- PROBLEMA: Prosegui il testo sul COVID-19 riprendendo subito dopo l'ultima frase riportata.

- TESTO ESTRATTO:

Anche per chi è già abituato a vivere con cautela, momenti come questi possono essere fonte di ulteriore ansia. È del tutto legittimo essere preoccupati per tutte le incognite quando si è alle prese con un nuovo virus altamente contagioso.
Innanzitutto, ecco cosa sappiamo di COVID-19. Secondo l’Organizzazione mondiale della sanità, il virus proviene da una famiglia di coronavirus (CoV) che gli umani hanno già affrontato in precedenza. I coronavirus hanno causato di tutto, dal comune raffreddore alla ben nota sindrome respiratoria mediorientale (MERS-CoV) e grave sindrome respiratoria acuta (SARS-CoV). Questa nuova versione, è una nuova varietà (nCoV) scoperta nel 2019, trasmessa tra animali e persone. Il periodo di incubazione è di 2-14 giorni dopo l’esposizione.

[Voci elencate in un dataset]
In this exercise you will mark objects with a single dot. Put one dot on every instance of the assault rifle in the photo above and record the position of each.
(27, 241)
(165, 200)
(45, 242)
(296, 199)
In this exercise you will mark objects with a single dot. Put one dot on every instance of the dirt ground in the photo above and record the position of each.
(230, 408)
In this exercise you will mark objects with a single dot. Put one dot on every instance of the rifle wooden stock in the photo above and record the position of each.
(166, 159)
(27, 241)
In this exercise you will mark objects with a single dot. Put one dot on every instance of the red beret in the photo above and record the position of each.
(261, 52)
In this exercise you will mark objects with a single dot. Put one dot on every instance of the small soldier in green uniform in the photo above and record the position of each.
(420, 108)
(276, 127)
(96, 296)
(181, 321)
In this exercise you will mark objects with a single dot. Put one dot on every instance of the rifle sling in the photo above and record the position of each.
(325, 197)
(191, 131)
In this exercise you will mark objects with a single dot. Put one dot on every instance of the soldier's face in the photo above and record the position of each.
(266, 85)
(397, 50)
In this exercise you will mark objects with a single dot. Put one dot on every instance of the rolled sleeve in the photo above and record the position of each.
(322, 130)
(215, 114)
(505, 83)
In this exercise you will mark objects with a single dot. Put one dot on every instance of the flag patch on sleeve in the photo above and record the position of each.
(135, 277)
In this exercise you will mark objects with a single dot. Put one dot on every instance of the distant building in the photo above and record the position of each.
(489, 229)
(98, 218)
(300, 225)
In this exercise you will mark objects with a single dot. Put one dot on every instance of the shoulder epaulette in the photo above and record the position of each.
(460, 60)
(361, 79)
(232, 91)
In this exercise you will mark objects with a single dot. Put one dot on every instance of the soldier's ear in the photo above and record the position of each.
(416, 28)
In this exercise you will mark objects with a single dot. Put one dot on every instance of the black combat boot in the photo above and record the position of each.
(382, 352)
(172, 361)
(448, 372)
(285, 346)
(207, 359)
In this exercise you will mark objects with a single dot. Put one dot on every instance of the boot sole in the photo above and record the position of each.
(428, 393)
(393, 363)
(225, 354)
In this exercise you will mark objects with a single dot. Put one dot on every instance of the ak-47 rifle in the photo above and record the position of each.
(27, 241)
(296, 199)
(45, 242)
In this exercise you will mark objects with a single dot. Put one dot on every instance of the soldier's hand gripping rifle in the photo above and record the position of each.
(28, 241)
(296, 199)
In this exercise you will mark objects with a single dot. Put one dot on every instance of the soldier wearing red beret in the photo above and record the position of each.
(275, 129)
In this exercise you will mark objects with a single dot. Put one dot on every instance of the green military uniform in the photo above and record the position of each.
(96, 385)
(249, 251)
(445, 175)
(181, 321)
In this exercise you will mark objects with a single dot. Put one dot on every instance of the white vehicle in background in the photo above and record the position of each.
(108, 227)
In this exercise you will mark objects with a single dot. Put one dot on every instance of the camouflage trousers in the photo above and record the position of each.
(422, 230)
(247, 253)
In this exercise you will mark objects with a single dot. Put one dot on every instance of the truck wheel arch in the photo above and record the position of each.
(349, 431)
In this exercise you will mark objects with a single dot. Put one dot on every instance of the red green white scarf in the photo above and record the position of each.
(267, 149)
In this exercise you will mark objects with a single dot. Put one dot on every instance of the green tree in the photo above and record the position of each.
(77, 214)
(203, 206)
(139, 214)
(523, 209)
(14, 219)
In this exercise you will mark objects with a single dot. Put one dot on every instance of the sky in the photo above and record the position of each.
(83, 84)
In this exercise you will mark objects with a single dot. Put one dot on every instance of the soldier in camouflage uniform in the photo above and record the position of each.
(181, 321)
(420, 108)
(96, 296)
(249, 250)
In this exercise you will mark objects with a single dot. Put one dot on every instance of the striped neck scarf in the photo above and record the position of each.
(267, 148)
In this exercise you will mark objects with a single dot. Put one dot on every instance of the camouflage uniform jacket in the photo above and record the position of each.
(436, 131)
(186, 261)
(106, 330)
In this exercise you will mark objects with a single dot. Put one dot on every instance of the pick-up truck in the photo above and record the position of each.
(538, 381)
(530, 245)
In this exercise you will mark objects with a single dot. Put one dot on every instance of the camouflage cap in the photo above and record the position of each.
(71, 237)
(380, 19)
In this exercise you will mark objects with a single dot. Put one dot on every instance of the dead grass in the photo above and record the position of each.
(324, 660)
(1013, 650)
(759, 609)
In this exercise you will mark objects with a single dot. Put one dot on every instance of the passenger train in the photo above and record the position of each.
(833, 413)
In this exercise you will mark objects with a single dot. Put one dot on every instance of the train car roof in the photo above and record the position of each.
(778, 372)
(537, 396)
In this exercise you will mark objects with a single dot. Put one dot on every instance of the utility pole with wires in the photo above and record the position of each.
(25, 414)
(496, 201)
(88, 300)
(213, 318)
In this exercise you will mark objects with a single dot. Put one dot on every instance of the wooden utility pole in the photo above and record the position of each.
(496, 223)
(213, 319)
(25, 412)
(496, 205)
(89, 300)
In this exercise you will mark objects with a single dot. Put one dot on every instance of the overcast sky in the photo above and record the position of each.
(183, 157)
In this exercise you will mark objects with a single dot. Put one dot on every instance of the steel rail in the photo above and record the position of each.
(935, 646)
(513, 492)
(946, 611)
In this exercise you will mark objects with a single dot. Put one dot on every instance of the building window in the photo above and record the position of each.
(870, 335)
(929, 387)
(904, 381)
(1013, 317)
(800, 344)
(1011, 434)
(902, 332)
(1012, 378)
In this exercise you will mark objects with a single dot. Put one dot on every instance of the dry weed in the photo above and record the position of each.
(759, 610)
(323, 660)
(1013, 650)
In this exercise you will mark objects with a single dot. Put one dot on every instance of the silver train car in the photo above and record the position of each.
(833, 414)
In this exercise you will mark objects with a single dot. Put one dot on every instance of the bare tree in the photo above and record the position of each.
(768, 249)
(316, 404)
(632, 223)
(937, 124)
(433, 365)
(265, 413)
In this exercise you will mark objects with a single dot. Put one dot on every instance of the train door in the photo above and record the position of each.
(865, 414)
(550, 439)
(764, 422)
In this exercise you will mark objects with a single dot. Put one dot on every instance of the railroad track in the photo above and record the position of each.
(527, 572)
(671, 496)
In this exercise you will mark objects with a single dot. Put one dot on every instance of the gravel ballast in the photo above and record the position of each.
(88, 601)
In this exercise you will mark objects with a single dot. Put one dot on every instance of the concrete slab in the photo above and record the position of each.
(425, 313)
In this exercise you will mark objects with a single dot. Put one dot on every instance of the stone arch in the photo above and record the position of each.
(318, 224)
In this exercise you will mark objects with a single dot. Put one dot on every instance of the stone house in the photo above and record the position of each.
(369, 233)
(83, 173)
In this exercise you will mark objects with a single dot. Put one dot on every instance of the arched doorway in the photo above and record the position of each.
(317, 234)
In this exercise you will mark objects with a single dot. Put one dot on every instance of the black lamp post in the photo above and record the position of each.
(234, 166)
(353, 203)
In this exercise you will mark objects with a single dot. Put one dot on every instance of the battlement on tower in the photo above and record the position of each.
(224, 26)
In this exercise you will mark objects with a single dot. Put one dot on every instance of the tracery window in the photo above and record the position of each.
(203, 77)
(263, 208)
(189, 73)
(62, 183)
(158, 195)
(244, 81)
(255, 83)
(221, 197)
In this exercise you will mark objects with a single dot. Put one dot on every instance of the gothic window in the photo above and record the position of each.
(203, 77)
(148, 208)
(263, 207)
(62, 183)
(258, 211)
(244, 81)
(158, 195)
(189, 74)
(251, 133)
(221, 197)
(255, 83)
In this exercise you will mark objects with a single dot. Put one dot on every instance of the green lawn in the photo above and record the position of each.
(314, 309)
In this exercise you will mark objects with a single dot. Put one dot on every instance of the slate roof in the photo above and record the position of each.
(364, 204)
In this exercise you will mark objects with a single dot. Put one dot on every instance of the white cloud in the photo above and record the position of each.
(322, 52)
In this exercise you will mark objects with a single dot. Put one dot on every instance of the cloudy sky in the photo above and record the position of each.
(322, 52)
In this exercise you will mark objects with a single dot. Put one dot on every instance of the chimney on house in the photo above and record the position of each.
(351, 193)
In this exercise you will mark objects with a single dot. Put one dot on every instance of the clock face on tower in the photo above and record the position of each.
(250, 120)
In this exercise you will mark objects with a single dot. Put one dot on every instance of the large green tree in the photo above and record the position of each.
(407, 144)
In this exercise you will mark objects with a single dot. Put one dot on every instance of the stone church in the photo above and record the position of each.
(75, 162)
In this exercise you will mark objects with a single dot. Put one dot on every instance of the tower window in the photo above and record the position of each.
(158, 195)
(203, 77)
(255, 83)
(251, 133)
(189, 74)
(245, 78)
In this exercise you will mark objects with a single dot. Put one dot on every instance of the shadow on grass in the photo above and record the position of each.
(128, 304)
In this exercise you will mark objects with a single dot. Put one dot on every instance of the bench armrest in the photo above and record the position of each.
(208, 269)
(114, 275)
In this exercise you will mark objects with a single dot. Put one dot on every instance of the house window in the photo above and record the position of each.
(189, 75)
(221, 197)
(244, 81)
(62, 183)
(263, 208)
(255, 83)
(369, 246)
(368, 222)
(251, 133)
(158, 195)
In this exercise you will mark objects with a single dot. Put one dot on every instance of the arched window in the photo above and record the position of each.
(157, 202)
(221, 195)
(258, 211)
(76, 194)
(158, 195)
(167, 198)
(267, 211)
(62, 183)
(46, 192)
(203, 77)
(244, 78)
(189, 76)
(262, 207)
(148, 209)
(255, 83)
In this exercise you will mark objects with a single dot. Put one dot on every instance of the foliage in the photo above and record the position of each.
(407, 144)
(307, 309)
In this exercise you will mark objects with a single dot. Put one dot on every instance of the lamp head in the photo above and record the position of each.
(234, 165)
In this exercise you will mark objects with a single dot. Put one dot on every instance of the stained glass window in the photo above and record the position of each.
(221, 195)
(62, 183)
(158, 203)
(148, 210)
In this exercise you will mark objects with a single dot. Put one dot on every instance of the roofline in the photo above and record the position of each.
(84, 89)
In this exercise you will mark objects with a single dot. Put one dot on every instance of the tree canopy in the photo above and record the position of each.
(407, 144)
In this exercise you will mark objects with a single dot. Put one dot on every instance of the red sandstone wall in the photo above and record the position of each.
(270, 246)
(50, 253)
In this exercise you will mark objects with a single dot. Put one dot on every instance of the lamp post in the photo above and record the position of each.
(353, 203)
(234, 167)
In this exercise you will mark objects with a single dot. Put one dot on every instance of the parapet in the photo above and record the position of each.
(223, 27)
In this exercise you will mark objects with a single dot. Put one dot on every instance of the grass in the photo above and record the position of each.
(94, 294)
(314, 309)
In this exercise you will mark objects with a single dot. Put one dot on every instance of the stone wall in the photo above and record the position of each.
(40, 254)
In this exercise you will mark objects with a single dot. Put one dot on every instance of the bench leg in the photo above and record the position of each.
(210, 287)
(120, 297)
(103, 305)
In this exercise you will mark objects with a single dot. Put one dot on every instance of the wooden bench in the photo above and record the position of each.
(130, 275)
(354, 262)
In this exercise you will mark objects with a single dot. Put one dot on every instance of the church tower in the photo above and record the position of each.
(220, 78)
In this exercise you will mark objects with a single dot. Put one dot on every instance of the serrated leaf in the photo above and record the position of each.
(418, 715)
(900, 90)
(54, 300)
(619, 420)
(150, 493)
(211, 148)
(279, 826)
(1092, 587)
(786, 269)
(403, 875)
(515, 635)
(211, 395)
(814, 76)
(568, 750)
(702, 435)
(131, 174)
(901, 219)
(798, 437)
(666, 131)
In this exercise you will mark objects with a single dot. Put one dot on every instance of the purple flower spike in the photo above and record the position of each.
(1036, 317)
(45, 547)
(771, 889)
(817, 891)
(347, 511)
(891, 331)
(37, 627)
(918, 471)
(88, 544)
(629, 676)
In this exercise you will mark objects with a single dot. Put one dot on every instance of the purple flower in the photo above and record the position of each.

- RISPOSTA:
Sintomi principali
Secondo la Harvard Health, i problemi respiratori possono includere tosse, congestione nasale, respiro corto e polmonite. Le persone infette possono anche riferire febbre, dolori muscolari e mal di gola. Inoltre, possono verificarsi insufficienza renale o sindrome da distress respiratorio acuto, in cui i polmoni si riempiono di liquido.
Ci sono anche prove che questo virus possa attaccare il sistema gastrointestinale, quindi è anche possibile indigestione e diarrea. Le complicanze possono risultare fatali, nei casi di maggior gravità. La più alta percentuale dei decessi si è verificata in persone di età superiore ai 60 anni, con condizioni patologiche preesistenti.
L’impatto sui diabetici
L’Organizzazione mondiale della sanità (OMS) avverte che le popolazioni più a rischio sono: “le persone anziane e le persone con condizioni mediche preesistenti (come ipertensione, malattie cardiache, malattie polmonari, cancro o diabete)”. Le persone con queste condizioni preesistenti sembrano sviluppare complicazioni più gravi quando contraggono il virus.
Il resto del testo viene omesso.